(Collected data)
···

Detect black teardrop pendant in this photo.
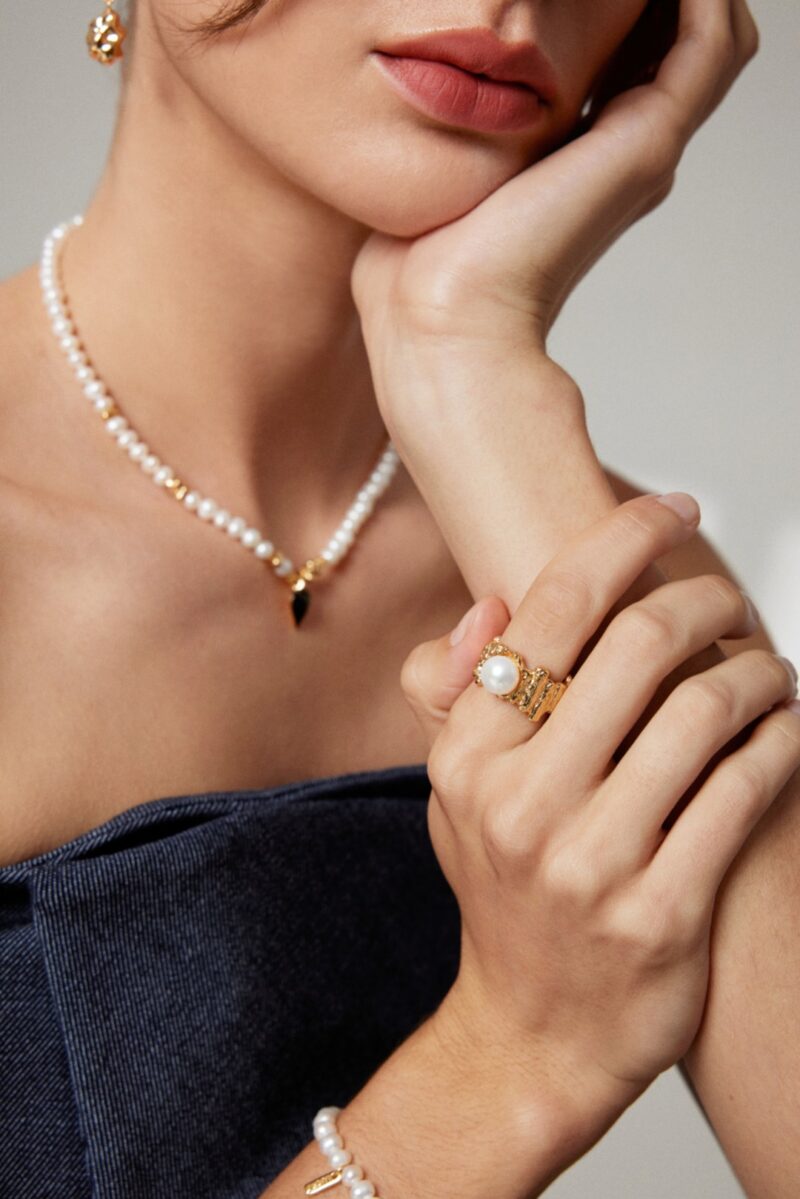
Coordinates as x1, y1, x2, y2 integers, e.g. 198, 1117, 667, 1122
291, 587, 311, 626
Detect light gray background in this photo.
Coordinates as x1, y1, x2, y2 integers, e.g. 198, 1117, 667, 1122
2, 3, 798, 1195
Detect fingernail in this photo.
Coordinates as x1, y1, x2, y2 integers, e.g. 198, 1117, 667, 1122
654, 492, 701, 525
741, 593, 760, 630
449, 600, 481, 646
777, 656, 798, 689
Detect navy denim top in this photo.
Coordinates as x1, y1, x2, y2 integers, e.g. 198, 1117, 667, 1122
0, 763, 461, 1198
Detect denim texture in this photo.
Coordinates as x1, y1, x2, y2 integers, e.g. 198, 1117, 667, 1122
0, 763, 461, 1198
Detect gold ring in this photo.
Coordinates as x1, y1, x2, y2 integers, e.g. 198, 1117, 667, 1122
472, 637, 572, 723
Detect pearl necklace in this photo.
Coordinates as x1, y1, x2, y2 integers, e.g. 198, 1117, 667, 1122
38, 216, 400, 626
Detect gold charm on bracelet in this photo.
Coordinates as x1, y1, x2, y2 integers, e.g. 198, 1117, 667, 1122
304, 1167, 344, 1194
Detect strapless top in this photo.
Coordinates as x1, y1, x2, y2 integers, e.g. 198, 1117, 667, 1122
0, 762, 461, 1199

···

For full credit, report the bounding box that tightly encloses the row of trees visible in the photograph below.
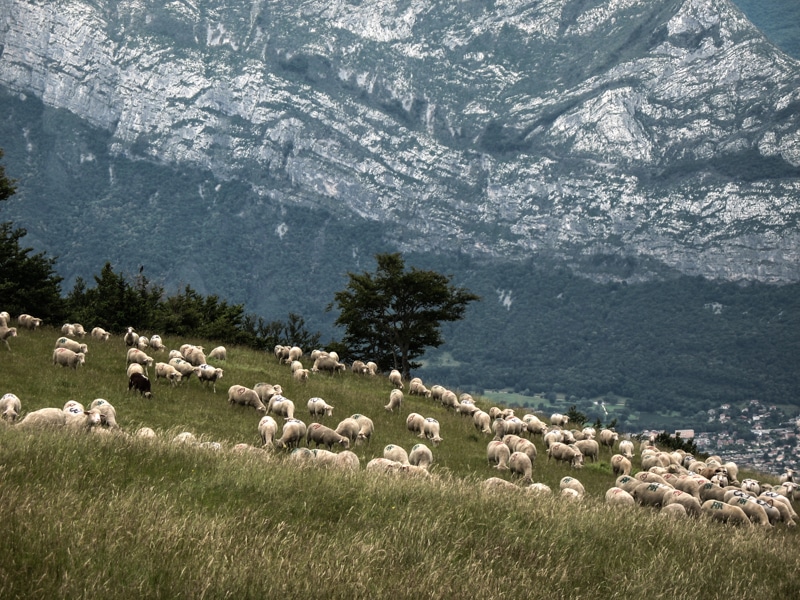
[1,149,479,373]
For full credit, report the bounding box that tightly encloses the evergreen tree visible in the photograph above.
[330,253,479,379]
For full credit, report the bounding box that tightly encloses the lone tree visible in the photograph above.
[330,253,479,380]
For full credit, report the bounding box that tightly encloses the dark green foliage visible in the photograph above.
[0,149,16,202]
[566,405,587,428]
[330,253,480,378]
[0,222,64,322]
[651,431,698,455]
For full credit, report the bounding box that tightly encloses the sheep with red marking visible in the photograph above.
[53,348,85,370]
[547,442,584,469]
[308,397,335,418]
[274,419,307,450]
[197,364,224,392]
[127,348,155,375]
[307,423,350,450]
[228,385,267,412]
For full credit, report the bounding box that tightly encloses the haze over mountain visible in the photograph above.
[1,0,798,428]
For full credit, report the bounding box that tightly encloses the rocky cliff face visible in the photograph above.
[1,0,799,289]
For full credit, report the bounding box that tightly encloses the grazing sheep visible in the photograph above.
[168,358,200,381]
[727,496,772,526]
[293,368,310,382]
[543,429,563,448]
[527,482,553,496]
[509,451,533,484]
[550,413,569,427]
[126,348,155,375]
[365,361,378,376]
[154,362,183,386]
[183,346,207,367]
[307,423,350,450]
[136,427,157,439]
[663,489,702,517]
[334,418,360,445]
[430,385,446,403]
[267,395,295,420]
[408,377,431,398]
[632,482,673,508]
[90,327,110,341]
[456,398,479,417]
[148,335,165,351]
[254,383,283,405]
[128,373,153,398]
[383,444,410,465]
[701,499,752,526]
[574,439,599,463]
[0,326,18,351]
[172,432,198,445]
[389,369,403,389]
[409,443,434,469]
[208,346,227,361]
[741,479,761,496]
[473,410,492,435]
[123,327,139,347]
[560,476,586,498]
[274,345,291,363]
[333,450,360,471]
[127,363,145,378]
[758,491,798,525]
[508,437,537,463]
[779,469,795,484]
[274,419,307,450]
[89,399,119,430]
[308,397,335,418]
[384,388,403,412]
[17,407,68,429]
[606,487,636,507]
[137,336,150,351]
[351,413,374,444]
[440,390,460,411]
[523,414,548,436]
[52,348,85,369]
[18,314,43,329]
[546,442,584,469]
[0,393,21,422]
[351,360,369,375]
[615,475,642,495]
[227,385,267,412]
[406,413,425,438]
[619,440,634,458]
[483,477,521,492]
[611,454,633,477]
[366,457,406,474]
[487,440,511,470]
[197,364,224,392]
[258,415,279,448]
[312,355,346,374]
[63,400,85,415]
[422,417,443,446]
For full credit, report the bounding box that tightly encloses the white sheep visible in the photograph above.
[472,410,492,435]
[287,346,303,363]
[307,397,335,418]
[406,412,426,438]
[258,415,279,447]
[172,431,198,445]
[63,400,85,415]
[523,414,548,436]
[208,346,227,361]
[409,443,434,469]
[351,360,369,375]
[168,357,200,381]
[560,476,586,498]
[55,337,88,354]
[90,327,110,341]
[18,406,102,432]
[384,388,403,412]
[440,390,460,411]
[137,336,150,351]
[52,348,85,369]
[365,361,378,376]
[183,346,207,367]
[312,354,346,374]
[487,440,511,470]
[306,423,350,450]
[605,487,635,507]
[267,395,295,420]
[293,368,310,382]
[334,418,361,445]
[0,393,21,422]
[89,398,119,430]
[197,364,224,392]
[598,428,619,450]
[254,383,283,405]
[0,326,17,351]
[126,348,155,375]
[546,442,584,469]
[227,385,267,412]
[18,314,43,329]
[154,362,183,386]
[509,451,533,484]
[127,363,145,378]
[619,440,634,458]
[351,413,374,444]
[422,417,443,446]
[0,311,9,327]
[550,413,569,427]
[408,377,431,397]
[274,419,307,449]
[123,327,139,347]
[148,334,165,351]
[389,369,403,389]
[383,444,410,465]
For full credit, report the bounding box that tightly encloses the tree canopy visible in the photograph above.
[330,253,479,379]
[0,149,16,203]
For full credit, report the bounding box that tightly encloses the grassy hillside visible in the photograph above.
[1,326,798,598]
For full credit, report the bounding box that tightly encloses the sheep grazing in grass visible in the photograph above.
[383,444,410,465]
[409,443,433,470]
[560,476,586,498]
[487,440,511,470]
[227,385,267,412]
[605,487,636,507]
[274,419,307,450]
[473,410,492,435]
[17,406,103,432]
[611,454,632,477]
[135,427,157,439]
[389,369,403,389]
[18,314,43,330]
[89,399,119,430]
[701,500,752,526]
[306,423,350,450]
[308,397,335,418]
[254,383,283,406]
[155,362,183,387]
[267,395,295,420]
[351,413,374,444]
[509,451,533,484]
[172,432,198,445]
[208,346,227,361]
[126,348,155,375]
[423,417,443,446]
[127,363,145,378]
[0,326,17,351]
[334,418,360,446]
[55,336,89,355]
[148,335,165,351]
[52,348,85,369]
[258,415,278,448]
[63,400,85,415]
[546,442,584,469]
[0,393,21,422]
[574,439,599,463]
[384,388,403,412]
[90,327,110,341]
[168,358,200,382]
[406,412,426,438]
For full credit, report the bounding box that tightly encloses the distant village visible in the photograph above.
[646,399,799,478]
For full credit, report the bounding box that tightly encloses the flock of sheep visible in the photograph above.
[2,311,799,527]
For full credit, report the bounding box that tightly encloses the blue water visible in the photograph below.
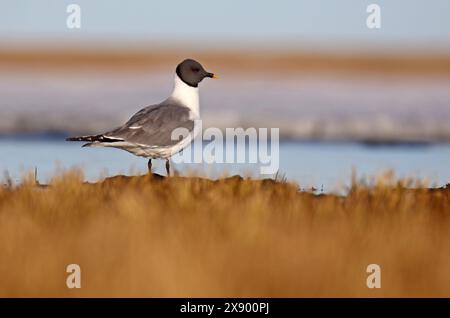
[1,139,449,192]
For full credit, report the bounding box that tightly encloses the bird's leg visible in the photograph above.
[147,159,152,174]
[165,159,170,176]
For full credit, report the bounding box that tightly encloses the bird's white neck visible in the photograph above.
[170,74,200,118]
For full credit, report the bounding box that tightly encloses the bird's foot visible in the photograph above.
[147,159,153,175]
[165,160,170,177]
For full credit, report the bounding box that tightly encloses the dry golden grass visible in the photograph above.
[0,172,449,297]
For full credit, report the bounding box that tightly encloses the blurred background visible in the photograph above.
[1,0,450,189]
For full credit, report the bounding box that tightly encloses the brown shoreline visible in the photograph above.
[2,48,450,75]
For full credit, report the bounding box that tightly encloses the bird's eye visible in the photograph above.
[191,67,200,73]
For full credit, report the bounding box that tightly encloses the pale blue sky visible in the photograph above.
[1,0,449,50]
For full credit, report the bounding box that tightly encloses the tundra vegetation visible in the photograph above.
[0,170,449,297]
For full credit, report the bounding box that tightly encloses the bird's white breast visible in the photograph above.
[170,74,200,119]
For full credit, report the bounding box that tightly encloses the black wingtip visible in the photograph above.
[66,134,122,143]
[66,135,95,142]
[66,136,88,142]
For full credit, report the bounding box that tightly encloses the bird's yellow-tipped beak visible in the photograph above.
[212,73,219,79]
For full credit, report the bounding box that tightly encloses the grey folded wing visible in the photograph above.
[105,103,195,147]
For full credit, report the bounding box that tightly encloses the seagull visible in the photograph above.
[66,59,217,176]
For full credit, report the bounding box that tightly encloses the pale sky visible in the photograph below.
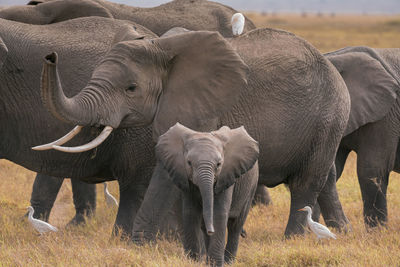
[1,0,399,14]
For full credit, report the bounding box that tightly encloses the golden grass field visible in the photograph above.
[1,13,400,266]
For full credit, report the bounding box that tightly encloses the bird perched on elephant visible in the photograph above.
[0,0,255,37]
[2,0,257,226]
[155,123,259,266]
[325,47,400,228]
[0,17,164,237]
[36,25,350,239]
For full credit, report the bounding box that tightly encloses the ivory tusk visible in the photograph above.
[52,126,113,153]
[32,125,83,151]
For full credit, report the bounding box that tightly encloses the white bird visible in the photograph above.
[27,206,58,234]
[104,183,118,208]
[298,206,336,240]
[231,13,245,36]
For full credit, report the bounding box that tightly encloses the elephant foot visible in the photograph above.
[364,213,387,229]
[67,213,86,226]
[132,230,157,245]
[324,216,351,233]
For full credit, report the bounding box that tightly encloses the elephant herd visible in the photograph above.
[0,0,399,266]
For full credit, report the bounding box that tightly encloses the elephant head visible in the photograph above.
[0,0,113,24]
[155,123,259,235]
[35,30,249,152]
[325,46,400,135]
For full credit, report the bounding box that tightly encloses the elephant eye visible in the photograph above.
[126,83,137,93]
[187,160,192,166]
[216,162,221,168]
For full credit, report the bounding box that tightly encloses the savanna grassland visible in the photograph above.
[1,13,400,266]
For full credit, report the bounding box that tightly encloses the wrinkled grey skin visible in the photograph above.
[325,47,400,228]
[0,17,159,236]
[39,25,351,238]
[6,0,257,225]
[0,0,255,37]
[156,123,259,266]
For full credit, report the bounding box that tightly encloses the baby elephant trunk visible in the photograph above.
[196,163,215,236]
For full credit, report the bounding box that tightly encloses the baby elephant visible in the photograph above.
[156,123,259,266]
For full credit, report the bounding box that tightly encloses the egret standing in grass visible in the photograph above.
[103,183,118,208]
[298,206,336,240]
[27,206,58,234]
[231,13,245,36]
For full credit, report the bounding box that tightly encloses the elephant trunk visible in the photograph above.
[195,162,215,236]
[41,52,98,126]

···

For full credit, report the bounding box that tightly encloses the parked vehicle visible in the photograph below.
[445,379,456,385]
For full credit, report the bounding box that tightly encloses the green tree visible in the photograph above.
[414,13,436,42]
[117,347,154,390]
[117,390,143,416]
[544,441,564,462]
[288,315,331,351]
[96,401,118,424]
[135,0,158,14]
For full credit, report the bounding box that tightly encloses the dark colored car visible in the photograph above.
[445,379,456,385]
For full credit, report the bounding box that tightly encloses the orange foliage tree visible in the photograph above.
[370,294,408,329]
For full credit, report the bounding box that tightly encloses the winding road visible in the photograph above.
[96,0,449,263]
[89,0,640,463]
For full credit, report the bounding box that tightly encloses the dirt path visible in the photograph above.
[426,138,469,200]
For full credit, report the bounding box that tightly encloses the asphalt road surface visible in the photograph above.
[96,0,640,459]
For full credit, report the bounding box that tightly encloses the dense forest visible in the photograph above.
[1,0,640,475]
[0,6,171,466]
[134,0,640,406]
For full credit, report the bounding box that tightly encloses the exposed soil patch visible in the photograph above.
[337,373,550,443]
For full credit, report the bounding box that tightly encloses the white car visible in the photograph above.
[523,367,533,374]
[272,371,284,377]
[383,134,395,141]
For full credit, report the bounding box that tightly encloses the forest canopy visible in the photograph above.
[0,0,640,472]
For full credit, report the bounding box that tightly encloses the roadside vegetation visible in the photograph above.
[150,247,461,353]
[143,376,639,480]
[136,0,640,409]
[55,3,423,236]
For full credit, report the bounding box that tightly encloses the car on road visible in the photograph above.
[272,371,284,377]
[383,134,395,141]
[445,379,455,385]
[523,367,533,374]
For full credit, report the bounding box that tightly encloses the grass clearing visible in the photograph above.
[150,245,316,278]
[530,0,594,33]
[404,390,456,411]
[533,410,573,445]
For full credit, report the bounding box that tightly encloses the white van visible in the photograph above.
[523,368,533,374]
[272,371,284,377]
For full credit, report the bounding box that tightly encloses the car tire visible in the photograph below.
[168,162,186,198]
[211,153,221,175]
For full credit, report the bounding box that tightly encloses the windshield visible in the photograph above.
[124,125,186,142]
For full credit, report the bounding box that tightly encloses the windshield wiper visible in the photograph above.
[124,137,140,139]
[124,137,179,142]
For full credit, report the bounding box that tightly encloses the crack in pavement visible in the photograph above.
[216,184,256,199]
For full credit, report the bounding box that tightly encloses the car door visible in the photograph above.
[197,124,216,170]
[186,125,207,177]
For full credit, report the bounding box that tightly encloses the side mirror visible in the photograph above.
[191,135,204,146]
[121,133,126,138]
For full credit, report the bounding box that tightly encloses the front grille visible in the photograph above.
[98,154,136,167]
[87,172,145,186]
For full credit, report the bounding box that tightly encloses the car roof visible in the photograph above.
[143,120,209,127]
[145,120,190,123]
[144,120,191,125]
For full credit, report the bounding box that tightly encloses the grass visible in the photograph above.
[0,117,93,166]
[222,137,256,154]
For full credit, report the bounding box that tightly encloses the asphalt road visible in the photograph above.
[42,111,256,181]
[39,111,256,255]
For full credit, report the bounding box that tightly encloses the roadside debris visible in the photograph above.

···

● **WORK TASK**: Search the data above for the string "denim". Report every line where it is found.

● **SOLUTION FOR THIS EXERCISE**:
Detect navy denim top in this photo.
Detect denim texture in this photo.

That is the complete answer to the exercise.